REQUIRED TASKS:
1. In the pallet decks thread, what does drlonzo name as the key to the decks' longevity?
2. Continue the pallet decks thread from its last sentence.
start EXCERPT
# Pallet Decks



## swarm_trapper (Jun 19, 2003)

Just wondering what you guys use for your decks on your bee pallets? I have been using concrete form board but; am thinking about using treated plywood for this next batch i need to make. Do you think the treated wood will matter for the bees?
Nick


----------



## jim lyon (Feb 19, 2006)

Hope not, I'm just now making some out of 5/8" treated plywood. I have some others in the outfit but they were purchased used. We made bottom boards years ago from treated plywood without noticing I'll effects but the treatments have changed in recent years.


----------



## drlonzo (Apr 15, 2014)

I've seen many beekeepers use the treated or marine grade plywood for the deck. I've also seen them use standard plywood too. The key to longevity of them is to make sure you drill a hole to allow water out that may get in while the pallet is unlevel.


----------



## Ian (Jan 16, 2003)

If your concerned about the treatment, perhaps a coat of paint would help?


----------



## babybee (Mar 23, 2012)

We went with half inch treated cdx. Make sure you look for a whole sale company if you build any quantity because it's expensive stuff.


----------



## Honey-4-All (Dec 19, 2008)

Nick, Why the switch from HDO/MDO. Not available? To expensive? Not lasting as you would hope? 

I have some that are on year 20 that still are working and looking like new. 

The biggest drawback is the weight? Quality isn't lite!

Later this morning I am supposed to get a current quote from my supplier in Oregon on both HDO and MDO. Every few years I head up a consortium of local Beeks to get a semi or two. THis years quote is for over 25 units so we end up getting prices in the past that were 50% if the local distributor. When we buy mill direct I tend to get unbelievable prices. Will call you with what comes up if you'd like? 

One thing to keep in mind is that if you plan to "seal" the plywood to put a barrier between the bees and the board you will end up noticing that often times sealants do not bind very well to all versions of treated woods...
end EXCERPT
start DATASET ROWS
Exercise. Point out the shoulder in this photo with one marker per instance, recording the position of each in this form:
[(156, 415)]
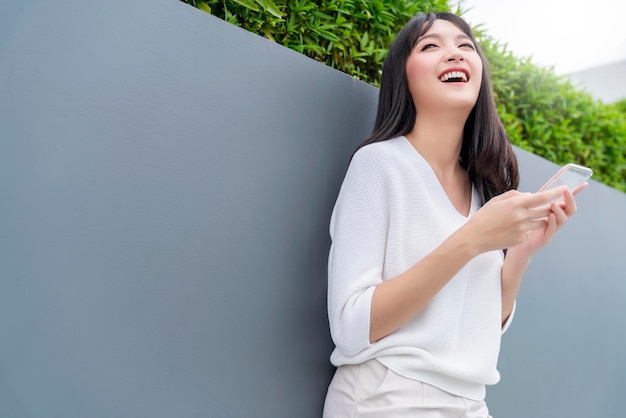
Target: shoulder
[(382, 155)]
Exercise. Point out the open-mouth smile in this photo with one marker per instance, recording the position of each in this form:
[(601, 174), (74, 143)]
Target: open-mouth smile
[(451, 76)]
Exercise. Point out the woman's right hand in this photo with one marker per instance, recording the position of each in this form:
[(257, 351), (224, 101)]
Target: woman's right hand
[(506, 220)]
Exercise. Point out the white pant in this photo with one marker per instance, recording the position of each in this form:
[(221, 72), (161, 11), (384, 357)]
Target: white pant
[(371, 390)]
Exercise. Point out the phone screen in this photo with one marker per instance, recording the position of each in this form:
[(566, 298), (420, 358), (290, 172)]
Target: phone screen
[(570, 175)]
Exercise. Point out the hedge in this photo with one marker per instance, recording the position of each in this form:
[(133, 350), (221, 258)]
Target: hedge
[(542, 112)]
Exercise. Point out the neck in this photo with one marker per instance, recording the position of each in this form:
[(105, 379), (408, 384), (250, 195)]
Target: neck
[(438, 139)]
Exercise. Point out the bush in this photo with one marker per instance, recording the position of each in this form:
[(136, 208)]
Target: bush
[(349, 35), (543, 113), (546, 115)]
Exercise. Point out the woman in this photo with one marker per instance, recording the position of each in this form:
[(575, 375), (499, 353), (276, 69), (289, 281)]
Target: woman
[(429, 237)]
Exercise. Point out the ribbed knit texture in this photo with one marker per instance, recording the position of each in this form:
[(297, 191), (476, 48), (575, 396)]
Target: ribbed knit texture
[(390, 213)]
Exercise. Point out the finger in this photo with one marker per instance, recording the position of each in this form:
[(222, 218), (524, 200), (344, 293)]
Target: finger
[(559, 214), (543, 198), (508, 194), (540, 212), (570, 207), (551, 227), (579, 188)]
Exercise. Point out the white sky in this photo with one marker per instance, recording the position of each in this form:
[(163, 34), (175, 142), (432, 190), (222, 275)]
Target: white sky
[(569, 35)]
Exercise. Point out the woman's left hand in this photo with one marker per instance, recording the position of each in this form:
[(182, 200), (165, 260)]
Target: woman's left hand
[(560, 213)]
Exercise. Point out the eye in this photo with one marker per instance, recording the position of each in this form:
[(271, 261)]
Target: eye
[(428, 46)]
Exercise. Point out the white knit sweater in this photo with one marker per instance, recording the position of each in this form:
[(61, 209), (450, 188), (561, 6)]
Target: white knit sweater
[(390, 213)]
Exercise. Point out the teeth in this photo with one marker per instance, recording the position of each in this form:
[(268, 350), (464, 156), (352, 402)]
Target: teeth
[(454, 74)]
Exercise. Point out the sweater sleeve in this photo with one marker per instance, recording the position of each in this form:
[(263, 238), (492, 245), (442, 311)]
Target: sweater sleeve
[(358, 230)]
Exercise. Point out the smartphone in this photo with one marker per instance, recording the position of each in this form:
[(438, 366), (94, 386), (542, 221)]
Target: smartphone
[(570, 175)]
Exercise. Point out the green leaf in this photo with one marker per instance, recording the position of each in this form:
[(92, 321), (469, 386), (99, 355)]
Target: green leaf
[(270, 7), (248, 3), (203, 6)]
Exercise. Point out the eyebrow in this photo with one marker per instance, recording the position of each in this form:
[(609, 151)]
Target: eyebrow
[(438, 36)]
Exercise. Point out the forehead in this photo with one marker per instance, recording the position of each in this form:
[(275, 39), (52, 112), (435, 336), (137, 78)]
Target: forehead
[(444, 27)]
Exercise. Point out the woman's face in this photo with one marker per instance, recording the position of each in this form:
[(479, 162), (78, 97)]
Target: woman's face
[(443, 70)]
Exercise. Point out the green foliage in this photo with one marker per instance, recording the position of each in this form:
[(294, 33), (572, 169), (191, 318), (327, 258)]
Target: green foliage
[(621, 105), (543, 113), (546, 115), (350, 35)]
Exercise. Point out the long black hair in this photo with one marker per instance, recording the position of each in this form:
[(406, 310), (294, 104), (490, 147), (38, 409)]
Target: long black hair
[(486, 152)]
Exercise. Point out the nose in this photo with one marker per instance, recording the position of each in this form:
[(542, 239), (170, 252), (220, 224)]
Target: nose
[(455, 55)]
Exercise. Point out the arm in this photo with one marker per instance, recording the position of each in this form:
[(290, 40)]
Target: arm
[(503, 222)]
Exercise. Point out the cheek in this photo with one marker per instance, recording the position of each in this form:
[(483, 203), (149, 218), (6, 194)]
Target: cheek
[(415, 71)]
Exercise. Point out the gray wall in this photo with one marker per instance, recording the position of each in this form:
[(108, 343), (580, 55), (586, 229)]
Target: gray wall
[(605, 82), (166, 182)]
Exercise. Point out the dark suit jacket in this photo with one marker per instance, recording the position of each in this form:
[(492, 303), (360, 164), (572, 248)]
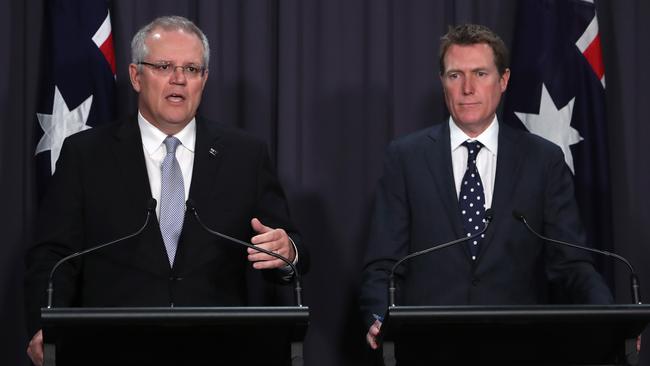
end DATASET ROWS
WRITTEN ANSWERS:
1. Drilling a hole so that any water that gets in while the pallet is unlevel can drain out.

2.
----------



## jim lyon (Feb 19, 2006)

Prudence would suggest letting the assembled pallets sit out and weather for a year then perhaps painting the top surface.


----------



## johng (Nov 24, 2009)

Nick I've only had my four way pallets a year so far so take that into account. But, I haven't noticed any difference in the bees on the pallets versus the hives that stay at home on screened bottom boards. I did paint the pallets so the bees really don't contact the treated wood so that may help some too.


----------



## swarm_trapper (Jun 19, 2003)

The reason I'm going with the treated plywood is i have a company that will build pallets for me, but they want to use new wood, and the form board is used with the rivets and cement and stuff on it. thanks for all the replies.


----------



## Honey-4-All (Dec 19, 2008)

What specs are they going to build them to? What kind of Quote are you getting?


----------



## swarm_trapper (Jun 19, 2003)

They will build them to my specs, I supply the wood and clips, I think they will build and clip for 8$


----------



## Keith Jarrett (Dec 10, 2006)

I dip mine in wax( the whole pallet), last as long as the forklift dosn't get to them first.


----------



## sqkcrk (Dec 10, 2005)

I don't think that treated plywood would be as much a problem as gasoline or diesel fuel, but I saw some photos of someone readying pallets for almonds by spraying them w/diesel fuel and/or gasoline to kill any insect that shouldn't be there and taken into CA. I didn't get to ask him how long they dried before hives were put on them.


----------



## Ian (Jan 16, 2003)

Keith Jarrett said:


> I dip mine in wax( the whole pallet), last as long as the forklift dosn't get to them first.


That is what I do also. They keep very well


----------



## snl (Nov 20, 2009)

Are we talking dipping them in beeswax?


----------



## Keith Jarrett (Dec 10, 2006)

SNL, I dip mine in candle wax.


----------



## RAK (May 2, 2010)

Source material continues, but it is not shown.